## START Material provided

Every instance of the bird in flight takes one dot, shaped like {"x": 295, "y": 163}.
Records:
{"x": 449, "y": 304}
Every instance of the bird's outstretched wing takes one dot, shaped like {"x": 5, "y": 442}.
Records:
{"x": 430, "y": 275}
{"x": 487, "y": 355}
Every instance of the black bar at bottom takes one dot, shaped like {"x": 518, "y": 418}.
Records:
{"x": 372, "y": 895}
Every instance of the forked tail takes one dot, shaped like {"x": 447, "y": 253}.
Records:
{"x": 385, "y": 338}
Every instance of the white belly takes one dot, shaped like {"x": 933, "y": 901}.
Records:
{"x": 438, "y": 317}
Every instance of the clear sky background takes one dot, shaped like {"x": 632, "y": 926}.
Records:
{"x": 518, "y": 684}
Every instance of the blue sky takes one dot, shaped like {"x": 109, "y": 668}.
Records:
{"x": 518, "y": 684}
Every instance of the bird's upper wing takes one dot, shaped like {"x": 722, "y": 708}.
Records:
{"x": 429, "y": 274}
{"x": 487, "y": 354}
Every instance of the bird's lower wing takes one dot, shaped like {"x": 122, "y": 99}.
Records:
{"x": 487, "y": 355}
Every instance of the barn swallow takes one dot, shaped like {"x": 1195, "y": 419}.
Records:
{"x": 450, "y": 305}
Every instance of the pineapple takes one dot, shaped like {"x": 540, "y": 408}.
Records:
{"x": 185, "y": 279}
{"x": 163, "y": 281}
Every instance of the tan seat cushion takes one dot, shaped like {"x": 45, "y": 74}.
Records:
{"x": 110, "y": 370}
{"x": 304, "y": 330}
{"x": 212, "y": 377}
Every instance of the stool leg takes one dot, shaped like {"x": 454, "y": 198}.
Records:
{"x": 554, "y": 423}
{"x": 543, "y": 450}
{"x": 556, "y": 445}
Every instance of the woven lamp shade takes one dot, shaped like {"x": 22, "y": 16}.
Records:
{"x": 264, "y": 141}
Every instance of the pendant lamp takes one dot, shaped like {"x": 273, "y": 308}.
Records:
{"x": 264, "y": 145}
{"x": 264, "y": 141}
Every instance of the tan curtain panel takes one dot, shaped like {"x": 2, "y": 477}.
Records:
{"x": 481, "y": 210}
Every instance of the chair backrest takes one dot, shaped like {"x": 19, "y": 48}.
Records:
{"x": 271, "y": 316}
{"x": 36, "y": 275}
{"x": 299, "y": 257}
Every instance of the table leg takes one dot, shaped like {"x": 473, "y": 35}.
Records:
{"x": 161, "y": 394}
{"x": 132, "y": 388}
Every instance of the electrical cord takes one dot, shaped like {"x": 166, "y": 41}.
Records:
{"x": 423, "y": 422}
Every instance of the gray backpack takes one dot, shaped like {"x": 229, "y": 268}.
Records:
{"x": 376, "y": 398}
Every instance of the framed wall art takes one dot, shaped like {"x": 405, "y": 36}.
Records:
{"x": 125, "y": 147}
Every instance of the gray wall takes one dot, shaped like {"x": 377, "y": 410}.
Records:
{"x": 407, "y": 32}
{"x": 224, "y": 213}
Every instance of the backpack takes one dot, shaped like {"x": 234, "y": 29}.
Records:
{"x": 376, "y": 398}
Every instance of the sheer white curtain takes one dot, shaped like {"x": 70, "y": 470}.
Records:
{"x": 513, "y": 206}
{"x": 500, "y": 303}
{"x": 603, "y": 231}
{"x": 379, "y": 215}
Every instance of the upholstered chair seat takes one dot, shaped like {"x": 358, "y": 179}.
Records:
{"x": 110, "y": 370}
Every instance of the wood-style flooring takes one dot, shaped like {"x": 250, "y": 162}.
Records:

## END Material provided

### Task instructions
Word for word, extract all the records.

### Task response
Every instance of the bird in flight takes one dot, shaped like {"x": 295, "y": 163}.
Records:
{"x": 449, "y": 304}
Every instance of the bird's outstretched wing takes one dot, shaped like {"x": 5, "y": 442}.
Records:
{"x": 430, "y": 275}
{"x": 487, "y": 355}
Every instance of the black bar at bottom takes one dot, shaped like {"x": 518, "y": 418}.
Records:
{"x": 372, "y": 895}
Every instance of the forked tail takes one dot, shaped like {"x": 447, "y": 253}.
Records:
{"x": 385, "y": 338}
Every instance of the white belly takes one dot, shaped like {"x": 933, "y": 901}.
Records:
{"x": 438, "y": 317}
Every instance of the clear sky background takes one dot, shaped like {"x": 632, "y": 926}.
Records:
{"x": 518, "y": 684}
Every instance of the blue sky takes one dot, shaped like {"x": 109, "y": 668}.
Records:
{"x": 518, "y": 684}
Every instance of the bird's upper wing takes one dot, shaped like {"x": 722, "y": 708}.
Records:
{"x": 429, "y": 274}
{"x": 487, "y": 354}
Every instance of the bird's lower wing takes one dot, shaped like {"x": 122, "y": 99}.
Records:
{"x": 487, "y": 355}
Every instance of the barn swallow takes one dot, shaped like {"x": 1195, "y": 419}.
Records:
{"x": 450, "y": 305}
Every instance of the pineapple takes one dot, shaped like {"x": 540, "y": 408}.
Records:
{"x": 185, "y": 279}
{"x": 163, "y": 281}
Every instance of the tan seat cushion takes one dot, shaped like {"x": 45, "y": 74}.
Records:
{"x": 110, "y": 370}
{"x": 304, "y": 330}
{"x": 212, "y": 377}
Every instance of the stool leg takes one dot, shaped like {"x": 454, "y": 198}.
Records:
{"x": 554, "y": 423}
{"x": 543, "y": 450}
{"x": 556, "y": 445}
Every instance of the woven lamp shade takes one dot, shaped like {"x": 22, "y": 16}.
Records:
{"x": 264, "y": 141}
Every instance of the pendant lamp takes one dot, shaped like {"x": 273, "y": 308}.
Records:
{"x": 264, "y": 145}
{"x": 264, "y": 141}
Every instance of the tan curtain panel takes one dot, shaped like {"x": 2, "y": 477}.
Records:
{"x": 481, "y": 210}
Every instance of the chair backrest takes one dot, shaped like {"x": 19, "y": 48}.
Records:
{"x": 271, "y": 316}
{"x": 36, "y": 275}
{"x": 299, "y": 257}
Every instance of the table leg takes one dot, shaped like {"x": 473, "y": 35}.
Records:
{"x": 161, "y": 394}
{"x": 132, "y": 388}
Every instance of the electrical cord takes one dot, shaped like {"x": 166, "y": 41}.
Records:
{"x": 423, "y": 422}
Every instance of the gray backpack takes one dot, shaped like {"x": 229, "y": 268}.
Records:
{"x": 376, "y": 398}
Every instance of the framed wall art takes one dot, shaped like {"x": 405, "y": 36}.
Records:
{"x": 125, "y": 147}
Every instance of the gray wall takes one dot, shaped like {"x": 377, "y": 410}.
Records:
{"x": 407, "y": 32}
{"x": 224, "y": 213}
Every instance of the backpack takes one dot, shaped like {"x": 234, "y": 29}.
Records:
{"x": 376, "y": 398}
Every instance of the sheer white curtain takes one dot, shaped like {"x": 70, "y": 470}.
Records:
{"x": 513, "y": 206}
{"x": 500, "y": 303}
{"x": 603, "y": 231}
{"x": 379, "y": 215}
Every instance of the upholstered chair seat takes one dot, shaped like {"x": 358, "y": 179}.
Records:
{"x": 110, "y": 370}
Every instance of the wood-style flooring takes one dot, shaped like {"x": 250, "y": 162}.
Records:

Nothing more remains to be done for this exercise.